* Task to complete *
Set down exactly the lines below, starting at the one that contains "Task: each instance of the bird's head" and ending at the one that contains "[[727, 79], [51, 233]]", with both of those lines included and nothing else.

□ □ □ □ □ □ □

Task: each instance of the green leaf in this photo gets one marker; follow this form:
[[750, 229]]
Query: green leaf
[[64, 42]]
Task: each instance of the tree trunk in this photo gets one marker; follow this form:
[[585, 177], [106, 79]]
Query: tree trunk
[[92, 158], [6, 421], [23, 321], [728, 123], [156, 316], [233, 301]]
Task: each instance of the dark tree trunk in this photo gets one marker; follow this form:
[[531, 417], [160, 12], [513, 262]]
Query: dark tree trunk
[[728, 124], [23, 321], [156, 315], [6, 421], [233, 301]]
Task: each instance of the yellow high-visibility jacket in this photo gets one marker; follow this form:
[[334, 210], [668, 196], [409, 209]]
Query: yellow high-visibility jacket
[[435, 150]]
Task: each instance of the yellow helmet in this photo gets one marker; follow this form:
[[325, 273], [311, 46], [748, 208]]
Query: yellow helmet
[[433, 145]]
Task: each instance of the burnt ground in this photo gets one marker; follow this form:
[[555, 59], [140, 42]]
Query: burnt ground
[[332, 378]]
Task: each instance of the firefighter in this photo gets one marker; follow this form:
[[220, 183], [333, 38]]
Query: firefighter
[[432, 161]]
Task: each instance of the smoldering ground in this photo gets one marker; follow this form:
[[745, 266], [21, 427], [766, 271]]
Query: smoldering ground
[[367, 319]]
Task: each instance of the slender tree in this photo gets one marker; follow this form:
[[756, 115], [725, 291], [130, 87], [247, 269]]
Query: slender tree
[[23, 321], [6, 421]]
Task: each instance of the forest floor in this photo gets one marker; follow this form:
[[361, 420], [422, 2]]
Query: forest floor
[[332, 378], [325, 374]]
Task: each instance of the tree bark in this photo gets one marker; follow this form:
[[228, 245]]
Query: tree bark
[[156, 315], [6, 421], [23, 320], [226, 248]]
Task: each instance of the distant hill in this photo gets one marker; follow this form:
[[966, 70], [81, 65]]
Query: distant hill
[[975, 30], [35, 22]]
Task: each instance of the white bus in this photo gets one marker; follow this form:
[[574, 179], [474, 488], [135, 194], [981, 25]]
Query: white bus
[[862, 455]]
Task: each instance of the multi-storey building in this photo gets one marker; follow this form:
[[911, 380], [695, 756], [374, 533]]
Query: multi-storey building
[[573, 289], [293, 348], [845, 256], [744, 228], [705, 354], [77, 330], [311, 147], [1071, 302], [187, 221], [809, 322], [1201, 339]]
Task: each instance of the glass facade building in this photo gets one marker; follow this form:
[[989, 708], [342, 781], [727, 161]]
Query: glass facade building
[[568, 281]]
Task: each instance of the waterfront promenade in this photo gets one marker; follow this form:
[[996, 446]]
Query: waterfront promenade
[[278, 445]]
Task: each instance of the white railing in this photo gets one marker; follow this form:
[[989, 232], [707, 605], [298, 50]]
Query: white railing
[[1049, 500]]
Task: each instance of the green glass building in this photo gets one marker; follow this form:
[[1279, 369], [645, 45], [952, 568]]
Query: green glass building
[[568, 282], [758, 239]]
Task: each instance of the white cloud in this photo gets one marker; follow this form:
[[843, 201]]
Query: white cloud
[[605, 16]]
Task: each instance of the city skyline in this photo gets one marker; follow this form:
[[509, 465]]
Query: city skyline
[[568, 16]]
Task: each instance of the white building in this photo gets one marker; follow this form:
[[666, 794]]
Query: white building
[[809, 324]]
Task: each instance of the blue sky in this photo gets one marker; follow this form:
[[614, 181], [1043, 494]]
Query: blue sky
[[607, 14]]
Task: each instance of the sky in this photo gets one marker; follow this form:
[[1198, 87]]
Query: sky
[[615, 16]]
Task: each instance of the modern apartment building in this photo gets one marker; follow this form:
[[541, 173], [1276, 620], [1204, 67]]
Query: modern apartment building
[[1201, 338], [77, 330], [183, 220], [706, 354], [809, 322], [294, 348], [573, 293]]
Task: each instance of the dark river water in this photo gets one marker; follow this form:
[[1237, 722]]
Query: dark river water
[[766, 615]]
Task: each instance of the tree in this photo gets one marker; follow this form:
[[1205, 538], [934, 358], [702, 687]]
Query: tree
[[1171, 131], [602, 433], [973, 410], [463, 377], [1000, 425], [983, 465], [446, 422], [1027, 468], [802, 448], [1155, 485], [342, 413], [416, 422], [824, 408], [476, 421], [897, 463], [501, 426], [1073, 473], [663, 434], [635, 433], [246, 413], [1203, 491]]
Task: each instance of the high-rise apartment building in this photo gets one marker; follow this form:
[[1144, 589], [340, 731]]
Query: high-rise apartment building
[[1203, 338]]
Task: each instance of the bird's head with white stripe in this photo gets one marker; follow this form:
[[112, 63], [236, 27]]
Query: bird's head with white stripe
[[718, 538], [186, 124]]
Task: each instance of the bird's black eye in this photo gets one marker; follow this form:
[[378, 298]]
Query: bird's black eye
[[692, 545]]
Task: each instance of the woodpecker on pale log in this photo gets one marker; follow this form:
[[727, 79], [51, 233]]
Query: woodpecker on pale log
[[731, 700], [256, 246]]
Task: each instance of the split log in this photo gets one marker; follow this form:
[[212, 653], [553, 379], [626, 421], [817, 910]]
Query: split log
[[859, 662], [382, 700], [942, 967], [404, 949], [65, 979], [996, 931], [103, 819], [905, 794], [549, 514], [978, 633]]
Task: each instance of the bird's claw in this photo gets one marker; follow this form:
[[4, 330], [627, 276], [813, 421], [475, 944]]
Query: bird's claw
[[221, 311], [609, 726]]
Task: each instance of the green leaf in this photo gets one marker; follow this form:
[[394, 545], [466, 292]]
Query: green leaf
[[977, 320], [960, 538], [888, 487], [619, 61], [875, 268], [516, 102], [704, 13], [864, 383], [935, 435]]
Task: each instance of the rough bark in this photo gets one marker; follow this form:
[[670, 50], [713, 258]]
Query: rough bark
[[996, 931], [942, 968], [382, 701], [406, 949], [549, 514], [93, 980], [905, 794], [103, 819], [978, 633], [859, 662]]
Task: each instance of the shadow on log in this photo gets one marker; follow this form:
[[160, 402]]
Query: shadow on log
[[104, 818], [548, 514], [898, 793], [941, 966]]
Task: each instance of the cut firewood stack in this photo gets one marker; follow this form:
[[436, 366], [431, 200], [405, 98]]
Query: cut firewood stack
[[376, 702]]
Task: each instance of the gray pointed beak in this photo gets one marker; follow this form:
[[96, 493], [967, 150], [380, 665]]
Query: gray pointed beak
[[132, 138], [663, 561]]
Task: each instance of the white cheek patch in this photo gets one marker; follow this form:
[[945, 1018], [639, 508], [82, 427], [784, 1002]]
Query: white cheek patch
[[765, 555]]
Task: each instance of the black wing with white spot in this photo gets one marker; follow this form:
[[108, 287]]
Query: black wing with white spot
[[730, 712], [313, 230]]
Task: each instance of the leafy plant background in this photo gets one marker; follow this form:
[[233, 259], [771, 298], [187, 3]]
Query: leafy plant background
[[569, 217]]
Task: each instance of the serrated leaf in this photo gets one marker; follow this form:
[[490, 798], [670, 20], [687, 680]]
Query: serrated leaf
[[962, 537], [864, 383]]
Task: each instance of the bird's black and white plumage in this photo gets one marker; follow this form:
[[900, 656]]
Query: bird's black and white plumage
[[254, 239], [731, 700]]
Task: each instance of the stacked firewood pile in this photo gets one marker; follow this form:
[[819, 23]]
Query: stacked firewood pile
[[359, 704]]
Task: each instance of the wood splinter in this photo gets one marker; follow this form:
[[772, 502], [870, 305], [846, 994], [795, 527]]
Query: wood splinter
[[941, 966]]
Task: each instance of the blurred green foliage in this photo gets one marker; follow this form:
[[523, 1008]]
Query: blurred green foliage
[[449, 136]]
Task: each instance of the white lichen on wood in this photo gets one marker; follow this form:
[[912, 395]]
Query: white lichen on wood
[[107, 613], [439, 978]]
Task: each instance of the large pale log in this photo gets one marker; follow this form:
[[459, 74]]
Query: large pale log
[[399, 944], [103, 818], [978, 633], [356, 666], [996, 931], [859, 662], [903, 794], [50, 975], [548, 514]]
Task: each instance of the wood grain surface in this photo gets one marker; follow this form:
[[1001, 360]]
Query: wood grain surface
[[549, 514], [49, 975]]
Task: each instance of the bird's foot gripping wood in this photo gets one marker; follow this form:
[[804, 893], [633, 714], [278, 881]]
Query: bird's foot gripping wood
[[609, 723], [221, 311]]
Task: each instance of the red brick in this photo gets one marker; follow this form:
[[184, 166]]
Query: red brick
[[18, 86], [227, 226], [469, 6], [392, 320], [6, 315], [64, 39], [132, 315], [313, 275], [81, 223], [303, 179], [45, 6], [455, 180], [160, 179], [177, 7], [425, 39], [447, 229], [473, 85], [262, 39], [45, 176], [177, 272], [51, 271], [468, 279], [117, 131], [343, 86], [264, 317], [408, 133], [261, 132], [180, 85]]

□ □ □ □ □ □ □

* Exercise response *
Task: each instance of the bird's head with white stripe in this photo gets one marker; follow this form:
[[112, 63], [236, 27]]
Query: bird's head with white stripe
[[718, 538], [186, 124]]
Task: each instance of the bird's black eye in this photo gets one marker; follow this form:
[[378, 298]]
Query: bird's black eye
[[692, 545]]
Task: each instance of the woodpecker on pale log in this photo gets one marker; follow this form:
[[727, 79], [51, 233]]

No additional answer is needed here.